Please reproduce the entries exactly as they appear below, but not the pictures.
[GIVEN INFORMATION Boundary: Start]
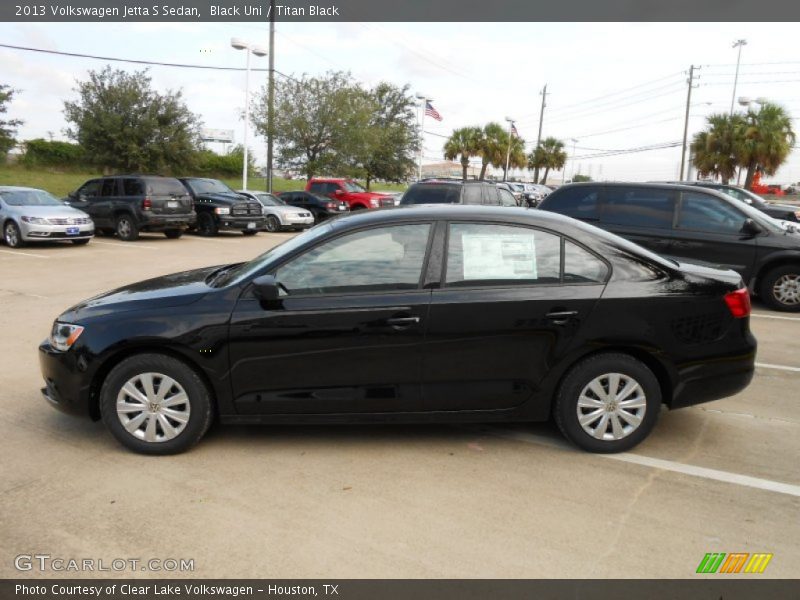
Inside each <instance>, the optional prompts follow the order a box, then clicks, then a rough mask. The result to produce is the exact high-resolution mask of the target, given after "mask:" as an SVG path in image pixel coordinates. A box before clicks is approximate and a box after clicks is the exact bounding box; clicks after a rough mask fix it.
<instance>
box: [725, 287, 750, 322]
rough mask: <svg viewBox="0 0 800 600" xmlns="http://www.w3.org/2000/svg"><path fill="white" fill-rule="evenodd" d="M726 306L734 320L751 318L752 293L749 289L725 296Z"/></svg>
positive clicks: (737, 291)
mask: <svg viewBox="0 0 800 600" xmlns="http://www.w3.org/2000/svg"><path fill="white" fill-rule="evenodd" d="M725 304H727V305H728V310H730V311H731V315H733V318H734V319H743V318H744V317H749V316H750V293H749V292H748V291H747V288H741V289H738V290H736V291H735V292H729V293H727V294H725Z"/></svg>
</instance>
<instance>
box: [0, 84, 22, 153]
mask: <svg viewBox="0 0 800 600" xmlns="http://www.w3.org/2000/svg"><path fill="white" fill-rule="evenodd" d="M15 93H16V90H13V89H11V88H10V87H9V86H7V85H3V84H0V160H4V159H5V156H6V154H8V151H9V150H11V148H13V147H14V146H15V145H16V143H17V140H16V135H17V127H19V126H20V125H22V121H20V120H19V119H5V118H4V117H3V115H5V114H6V113H7V112H8V105H9V104H10V103H11V100H12V99H13V98H14V94H15Z"/></svg>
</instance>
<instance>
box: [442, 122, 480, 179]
mask: <svg viewBox="0 0 800 600" xmlns="http://www.w3.org/2000/svg"><path fill="white" fill-rule="evenodd" d="M482 136H483V132H482V131H481V128H480V127H462V128H461V129H455V130H453V133H452V134H450V137H449V138H448V139H447V141H446V142H445V145H444V157H445V159H447V160H455V159H456V158H458V157H460V161H461V178H462V179H463V180H465V181H466V179H467V169H468V168H469V159H470V158H472V157H473V156H479V155H480V152H481V138H482Z"/></svg>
[GIVEN INFORMATION Boundary: End]
TASK SOLUTION
Inside each <instance>, the optional prompts follow the order a box, then clicks, then a rough mask. The result to produce is the exact high-resolution mask of the target, given after "mask:" as an SVG path in image pixel coordinates. A box before clicks is approximate and a box after clicks is the exact bounding box; clicks after a rough mask fix it.
<instance>
box: [725, 287, 750, 322]
rough mask: <svg viewBox="0 0 800 600" xmlns="http://www.w3.org/2000/svg"><path fill="white" fill-rule="evenodd" d="M726 306L734 320L751 318L752 293L749 289L725 296Z"/></svg>
positive clicks: (737, 291)
mask: <svg viewBox="0 0 800 600" xmlns="http://www.w3.org/2000/svg"><path fill="white" fill-rule="evenodd" d="M725 304H727V305H728V310H730V311H731V315H733V318H734V319H743V318H744V317H749V316H750V293H749V292H748V291H747V288H741V289H738V290H736V291H735V292H729V293H727V294H725Z"/></svg>
</instance>
<instance>
box: [0, 84, 22, 153]
mask: <svg viewBox="0 0 800 600" xmlns="http://www.w3.org/2000/svg"><path fill="white" fill-rule="evenodd" d="M15 93H16V90H13V89H11V88H10V87H9V86H7V85H3V84H0V160H4V159H5V156H6V154H8V151H9V150H11V148H13V147H14V146H15V145H16V143H17V140H16V135H17V127H19V126H20V125H22V121H20V120H19V119H5V118H4V117H3V115H5V114H6V113H7V112H8V105H9V104H10V103H11V100H12V99H13V98H14V94H15Z"/></svg>
</instance>
<instance>
box: [442, 122, 480, 179]
mask: <svg viewBox="0 0 800 600" xmlns="http://www.w3.org/2000/svg"><path fill="white" fill-rule="evenodd" d="M482 136H483V132H482V131H481V128H480V127H462V128H461V129H455V130H453V133H452V134H450V137H449V138H448V139H447V141H446V142H445V145H444V157H445V159H447V160H455V159H456V158H458V157H460V161H461V178H462V179H463V180H465V181H466V179H467V169H468V168H469V159H470V158H472V157H473V156H479V155H480V152H481V138H482Z"/></svg>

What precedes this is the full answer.